TO DO
Would you repeat each line below exactly, without the pictures?

Saved entries:

- Opening Delimiter -

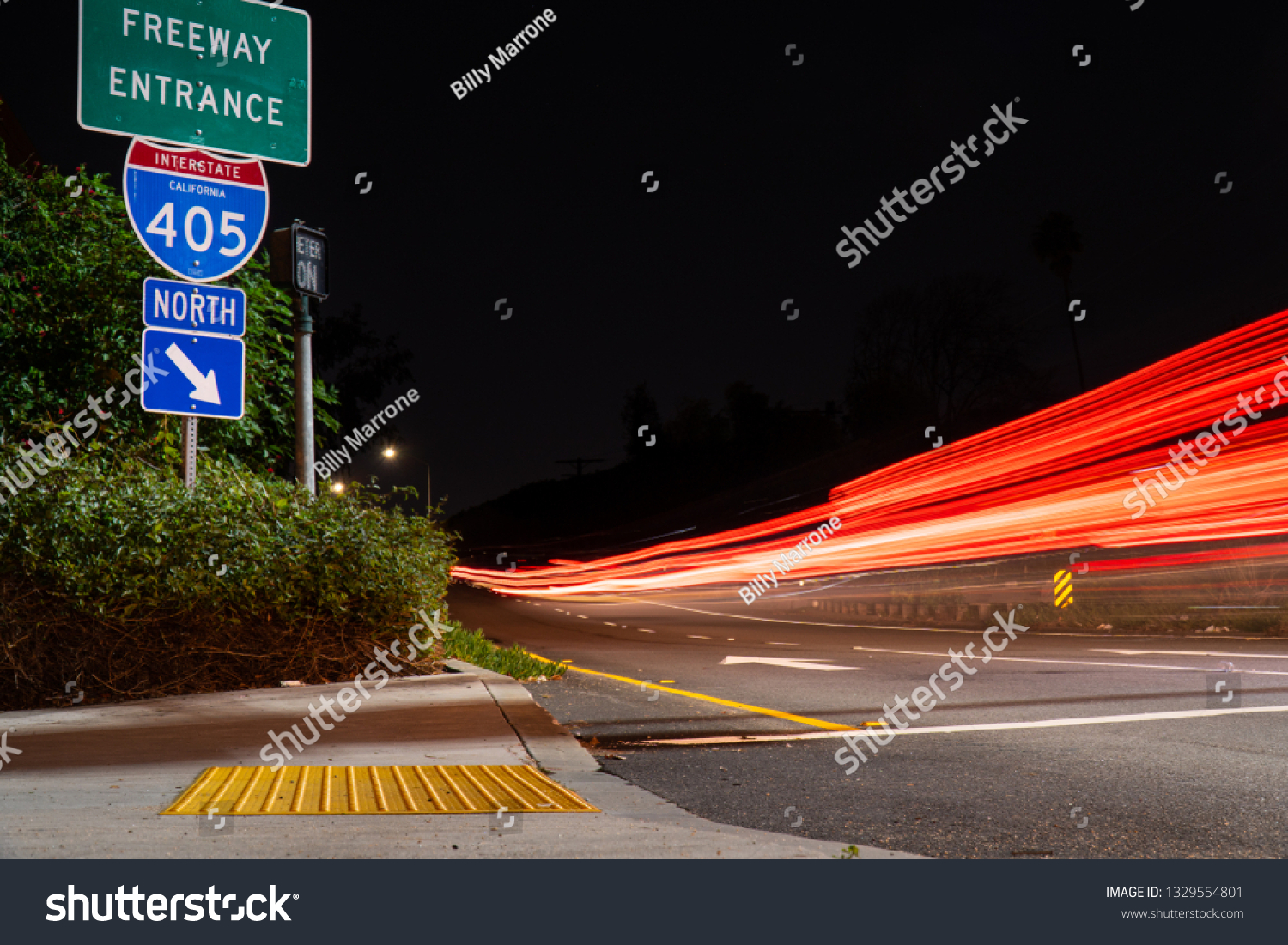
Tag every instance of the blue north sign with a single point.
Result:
(201, 216)
(214, 309)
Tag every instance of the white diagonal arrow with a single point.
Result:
(790, 663)
(203, 388)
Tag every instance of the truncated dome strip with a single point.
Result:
(368, 790)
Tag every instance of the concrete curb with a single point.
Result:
(550, 744)
(562, 756)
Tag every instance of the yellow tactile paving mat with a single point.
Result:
(404, 790)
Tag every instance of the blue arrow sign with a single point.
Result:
(213, 309)
(193, 375)
(200, 215)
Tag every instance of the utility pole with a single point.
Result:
(301, 265)
(304, 473)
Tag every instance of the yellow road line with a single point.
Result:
(775, 713)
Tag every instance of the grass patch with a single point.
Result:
(471, 646)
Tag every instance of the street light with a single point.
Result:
(391, 453)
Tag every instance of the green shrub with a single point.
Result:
(107, 579)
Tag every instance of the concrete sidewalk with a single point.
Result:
(92, 780)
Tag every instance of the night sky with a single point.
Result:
(530, 190)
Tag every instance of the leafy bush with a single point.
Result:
(71, 282)
(107, 579)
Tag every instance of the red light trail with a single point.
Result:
(1054, 479)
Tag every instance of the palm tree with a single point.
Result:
(1055, 242)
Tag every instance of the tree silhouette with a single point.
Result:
(1055, 242)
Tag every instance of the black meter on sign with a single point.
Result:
(301, 260)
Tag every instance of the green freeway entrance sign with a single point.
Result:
(226, 75)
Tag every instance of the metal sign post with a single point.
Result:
(301, 264)
(190, 452)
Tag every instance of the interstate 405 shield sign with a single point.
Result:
(200, 215)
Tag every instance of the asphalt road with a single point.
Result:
(1203, 784)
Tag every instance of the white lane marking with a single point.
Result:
(981, 726)
(1081, 662)
(788, 663)
(1195, 653)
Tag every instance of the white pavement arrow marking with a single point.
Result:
(790, 663)
(203, 388)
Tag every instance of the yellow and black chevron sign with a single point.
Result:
(1063, 589)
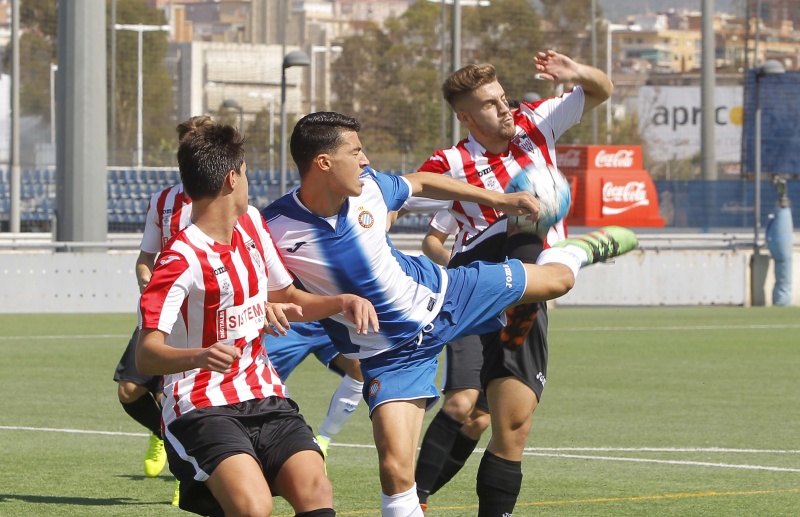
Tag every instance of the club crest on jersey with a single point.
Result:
(365, 219)
(167, 260)
(523, 141)
(254, 255)
(374, 387)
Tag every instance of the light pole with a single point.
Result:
(455, 54)
(770, 67)
(294, 58)
(140, 29)
(53, 70)
(271, 99)
(611, 27)
(318, 49)
(232, 104)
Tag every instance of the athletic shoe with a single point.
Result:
(156, 457)
(176, 498)
(603, 244)
(323, 444)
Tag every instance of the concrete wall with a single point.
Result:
(102, 282)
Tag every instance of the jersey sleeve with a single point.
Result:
(396, 189)
(560, 113)
(166, 293)
(444, 222)
(151, 238)
(277, 274)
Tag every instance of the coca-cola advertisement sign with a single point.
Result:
(569, 158)
(621, 159)
(626, 196)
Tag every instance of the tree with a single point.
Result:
(158, 117)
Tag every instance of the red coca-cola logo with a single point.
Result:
(632, 194)
(569, 159)
(622, 159)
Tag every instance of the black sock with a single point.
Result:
(146, 411)
(434, 451)
(461, 451)
(498, 485)
(319, 512)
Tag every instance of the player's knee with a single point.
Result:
(459, 407)
(129, 392)
(397, 471)
(251, 505)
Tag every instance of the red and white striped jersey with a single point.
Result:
(169, 211)
(538, 126)
(203, 292)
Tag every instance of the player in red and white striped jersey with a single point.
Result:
(501, 143)
(233, 437)
(168, 212)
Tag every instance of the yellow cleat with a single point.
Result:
(156, 457)
(176, 499)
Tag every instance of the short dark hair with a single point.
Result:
(187, 126)
(206, 155)
(319, 133)
(466, 80)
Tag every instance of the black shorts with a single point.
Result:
(126, 369)
(520, 348)
(271, 430)
(463, 367)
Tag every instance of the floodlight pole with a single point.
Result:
(140, 29)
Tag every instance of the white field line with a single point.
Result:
(71, 336)
(573, 329)
(552, 452)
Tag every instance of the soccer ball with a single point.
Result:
(552, 189)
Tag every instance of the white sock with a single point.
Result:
(343, 405)
(401, 505)
(574, 257)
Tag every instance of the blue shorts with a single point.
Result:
(476, 298)
(303, 339)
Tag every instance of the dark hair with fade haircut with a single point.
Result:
(319, 133)
(206, 155)
(466, 80)
(187, 126)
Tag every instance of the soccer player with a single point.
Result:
(500, 144)
(302, 340)
(168, 212)
(233, 438)
(331, 234)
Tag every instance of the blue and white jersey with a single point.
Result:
(351, 253)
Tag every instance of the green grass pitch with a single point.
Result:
(647, 411)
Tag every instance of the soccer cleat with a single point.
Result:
(156, 457)
(603, 244)
(323, 445)
(176, 498)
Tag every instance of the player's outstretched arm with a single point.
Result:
(155, 357)
(358, 310)
(560, 69)
(438, 186)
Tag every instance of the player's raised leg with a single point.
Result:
(555, 270)
(396, 427)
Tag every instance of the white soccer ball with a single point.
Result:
(552, 189)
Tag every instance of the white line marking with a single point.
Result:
(91, 336)
(677, 327)
(664, 462)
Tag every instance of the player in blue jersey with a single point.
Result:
(331, 234)
(302, 340)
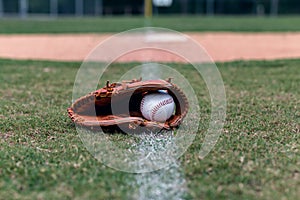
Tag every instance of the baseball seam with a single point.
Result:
(158, 106)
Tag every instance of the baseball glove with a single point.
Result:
(117, 106)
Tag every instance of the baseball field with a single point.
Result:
(256, 156)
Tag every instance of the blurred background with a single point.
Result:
(24, 8)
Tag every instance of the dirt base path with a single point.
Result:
(220, 46)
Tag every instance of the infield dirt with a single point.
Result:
(221, 46)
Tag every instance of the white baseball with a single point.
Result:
(157, 106)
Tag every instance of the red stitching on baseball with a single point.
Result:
(161, 104)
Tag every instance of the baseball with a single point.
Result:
(157, 106)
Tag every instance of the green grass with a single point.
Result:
(256, 157)
(179, 23)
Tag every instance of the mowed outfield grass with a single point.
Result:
(176, 22)
(256, 157)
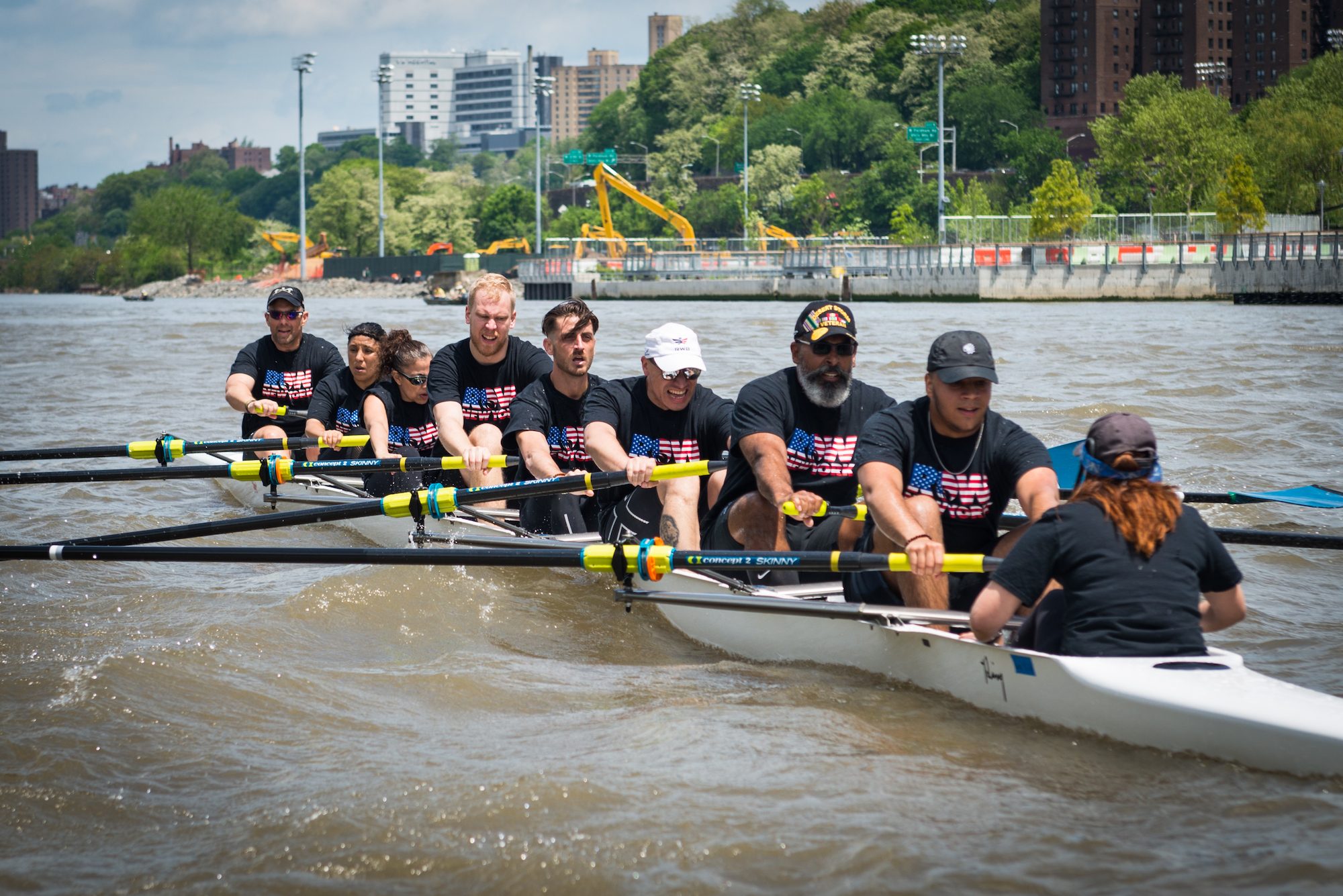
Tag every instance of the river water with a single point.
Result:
(250, 729)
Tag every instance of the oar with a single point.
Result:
(652, 561)
(1240, 536)
(1068, 467)
(170, 448)
(436, 501)
(848, 511)
(279, 471)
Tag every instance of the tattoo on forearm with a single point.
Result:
(669, 532)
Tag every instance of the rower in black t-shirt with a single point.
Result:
(937, 475)
(473, 383)
(547, 421)
(1141, 573)
(339, 400)
(793, 439)
(661, 417)
(397, 413)
(280, 369)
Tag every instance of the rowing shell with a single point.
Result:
(1205, 705)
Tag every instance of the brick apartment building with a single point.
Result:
(18, 187)
(1090, 48)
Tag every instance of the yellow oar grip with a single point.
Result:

- Closing Delimiter -

EXERCISE RESPONSE
Tag every instance of the blue north sign with a single point.
Result:
(201, 216)
(214, 309)
Tag every instance of the white diagonal arrow with a single point.
Result:
(790, 663)
(203, 388)
Tag every instance of the truncated dome strip with a single point.
Result:
(368, 790)
Tag every instance of the concrete curb with a single point.
Result:
(550, 744)
(562, 756)
Tag every instance of the yellow tactile paving mat with a single point.
Result:
(404, 790)
Tag every instance of the blue arrow sign with a single point.
Result:
(213, 309)
(193, 375)
(200, 215)
Tag every instance of the utility pole with a single point.
Result:
(301, 265)
(304, 473)
Tag every instance of the yellow road line with a single point.
Result:
(775, 713)
Tag every instance of the grass patch with a single point.
Result:
(471, 646)
Tag every instance of the street light with a single point.
Result:
(391, 453)
Tag every instance of the green shrub with a single point.
Result:
(107, 579)
Tag every instance of the concrete sidewalk with a single point.
Result:
(92, 780)
Tag every instance of the night sky with a single point.
Result:
(530, 190)
Tag every instance of the leafy bush with a single point.
Result:
(71, 282)
(107, 579)
Tag every instance of the red light trail with a single point.
Result:
(1054, 479)
Tag every instance of the palm tree with a single point.
Result:
(1055, 242)
Tag every instance of the tree silhouette with a single point.
Result:
(1055, 242)
Tag every instance of the black meter on sign with a single point.
Result:
(301, 260)
Tag every instance of the green freeway entrance sign with a single point.
Result:
(226, 75)
Tag every instance of the metal sign post with a single point.
Result:
(301, 264)
(190, 452)
Tag every instance of the interstate 405 shield sign with a single point.
Result:
(200, 215)
Tag every instance of the asphalt road with a single point.
Result:
(1203, 784)
Tag every instance of the white lane marking with a single point.
Result:
(981, 726)
(1081, 662)
(788, 663)
(1195, 653)
Tag every instance of the white pavement arrow marking with a single point.
Result:
(790, 663)
(203, 388)
Tag every instance of the yellow and black chevron sign with a single point.
Result:
(1063, 589)
Tag every instance of the club crest on jersey with a single point.
Result:
(365, 219)
(167, 260)
(523, 141)
(254, 255)
(374, 387)
Tag every instance of the light pole with a single point.
Result:
(455, 54)
(770, 67)
(294, 58)
(140, 29)
(53, 70)
(271, 99)
(611, 27)
(318, 49)
(232, 104)
Tag every instance of the athletic shoe with a single point.
Result:
(156, 457)
(176, 498)
(603, 244)
(323, 444)
Tag every instance of the concrete wall with a single point.
Result:
(102, 282)
Tag every instance of the jersey sleeve with a single point.
Result:
(396, 189)
(560, 113)
(166, 293)
(444, 222)
(151, 238)
(277, 274)
Tag every instance of the coca-cola advertisement sign with a single point.
Result:
(569, 158)
(621, 159)
(626, 196)
Tag every instance of the tree with a single point.
Result:
(158, 117)
Tag every instance of the red coca-cola logo with a single point.
Result:
(632, 194)
(569, 159)
(622, 159)
Tag every instance of the black sock with a single point.
Result:
(146, 411)
(434, 451)
(461, 451)
(498, 485)
(319, 512)
Tag every instance of the player's knee with a single point.
Result:
(459, 407)
(129, 392)
(397, 471)
(251, 505)
Tag every instance of the red and white striped jersey with a single point.
Result:
(169, 211)
(538, 126)
(203, 292)
Tag every instance of the player in red and white striped jersey with a single point.
Result:
(501, 143)
(233, 437)
(168, 212)
Tag every instance of the yellow cleat with a single point.
Result:
(156, 457)
(176, 499)
Tag every instance of the short dark hair with a single point.
Result:
(187, 126)
(206, 155)
(319, 133)
(466, 80)
Tag every instance of the black shorts with a single point.
Result:
(126, 369)
(520, 348)
(271, 430)
(463, 367)
Tag every instance of the floodlight pole with a single point.
Result:
(140, 29)
Tag every instance of the white field line with a single point.
Result:
(71, 336)
(573, 329)
(552, 452)
Tag every instance of the soccer ball with a single point.
Result:
(552, 189)
Tag every instance of the white sock with a single point.
Result:
(343, 405)
(401, 505)
(574, 257)
Tag every instance of the blue shorts with a single point.
Result:
(476, 298)
(303, 339)
Tag every instance of the dark hair with fade haircut with a single point.
Result:
(319, 133)
(206, 155)
(466, 80)
(187, 126)
Tag every instance of the soccer player with a single point.
Result:
(500, 144)
(302, 340)
(168, 212)
(233, 438)
(331, 234)
Tag every instance of the blue and white jersey with a single point.
Result:
(351, 253)
Tag every instance of the green grass pitch with a single point.
Result:
(647, 411)
Tag every instance of the soccer cleat with a single point.
Result:
(156, 457)
(603, 244)
(323, 445)
(176, 498)
Tag every instance of the player's outstretched arm with a single point.
Result:
(155, 357)
(358, 310)
(560, 69)
(438, 186)
Tag every instance of the player's raised leg with a single point.
Result:
(555, 270)
(396, 427)
Tag every instance of the white soccer ball with a single point.
Result:
(552, 189)
Tag every instance of the white line marking with a single point.
Result:
(91, 336)
(677, 327)
(664, 462)
Tag every instance of the player in blue jersey with a single point.
Result:
(331, 234)
(302, 340)
Tag every instance of the baseball seam with a single point.
Result:
(158, 106)
Tag every instance of the baseball glove with a single point.
Result:
(117, 106)
Tag every instance of the baseball field with a single point.
Result:
(256, 156)
Tag every instance of the blurred background with a single point.
Result:
(24, 8)
Tag every instance of the dirt base path with a single point.
Result:
(220, 46)
Tag every instance of the infield dirt with a single point.
Result:
(221, 46)
Tag every instance of the white baseball with a single point.
Result:
(157, 106)
Tag every instance of the red stitching on baseball with a single point.
Result:
(161, 104)
Tag every instance of the baseball with a single point.
Result:
(157, 106)
Tag every instance of the green grass with a single point.
Result:
(256, 157)
(179, 23)
Tag every instance of the mowed outfield grass with a single point.
Result:
(176, 22)
(256, 157)
Tag every instance of the river water with a single point.
Result:
(250, 729)
Tag every instance of the oar with a single point.
Result:
(652, 561)
(1240, 536)
(1068, 467)
(170, 448)
(436, 501)
(848, 511)
(279, 471)
Tag every instance of the tattoo on forearm with a single point.
Result:
(669, 532)
Tag every instance of the rower in black t-shirt with a single point.
Result:
(937, 475)
(473, 383)
(547, 421)
(1141, 573)
(339, 400)
(793, 439)
(661, 417)
(397, 413)
(280, 369)
Tag every instance of the rowing shell with a single point.
Result:
(1205, 705)
Tag every instance of the brick apartment building with a single point.
Result:
(18, 187)
(1090, 48)
Tag every instance of the yellow oar grip with a single point.
Result:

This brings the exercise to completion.